Rows from a pointing dataset
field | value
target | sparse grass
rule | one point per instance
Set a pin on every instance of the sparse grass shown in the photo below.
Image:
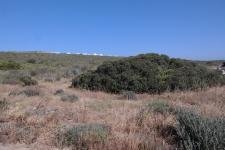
(35, 120)
(80, 136)
(159, 106)
(197, 132)
(31, 91)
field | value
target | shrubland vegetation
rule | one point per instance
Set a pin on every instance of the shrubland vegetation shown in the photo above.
(39, 108)
(149, 73)
(45, 66)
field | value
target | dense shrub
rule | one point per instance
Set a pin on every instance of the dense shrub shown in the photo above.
(3, 104)
(199, 133)
(28, 81)
(151, 73)
(81, 136)
(128, 95)
(9, 65)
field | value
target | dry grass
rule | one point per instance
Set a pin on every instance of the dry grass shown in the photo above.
(35, 121)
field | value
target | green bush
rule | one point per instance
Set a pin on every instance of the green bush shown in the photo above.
(196, 132)
(128, 95)
(28, 81)
(3, 105)
(9, 65)
(80, 136)
(69, 98)
(149, 73)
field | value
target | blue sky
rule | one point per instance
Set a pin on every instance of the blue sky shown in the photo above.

* WHAT YOU WILL DO: Which lines of the data above contain the string "bush"? Gather each such line in full, treating uppercase and lowercase as different.

* RESPONSE FOR THIS EXERCISE:
target | green bush
Set a pin on every instance of the green bush shown in the photo above.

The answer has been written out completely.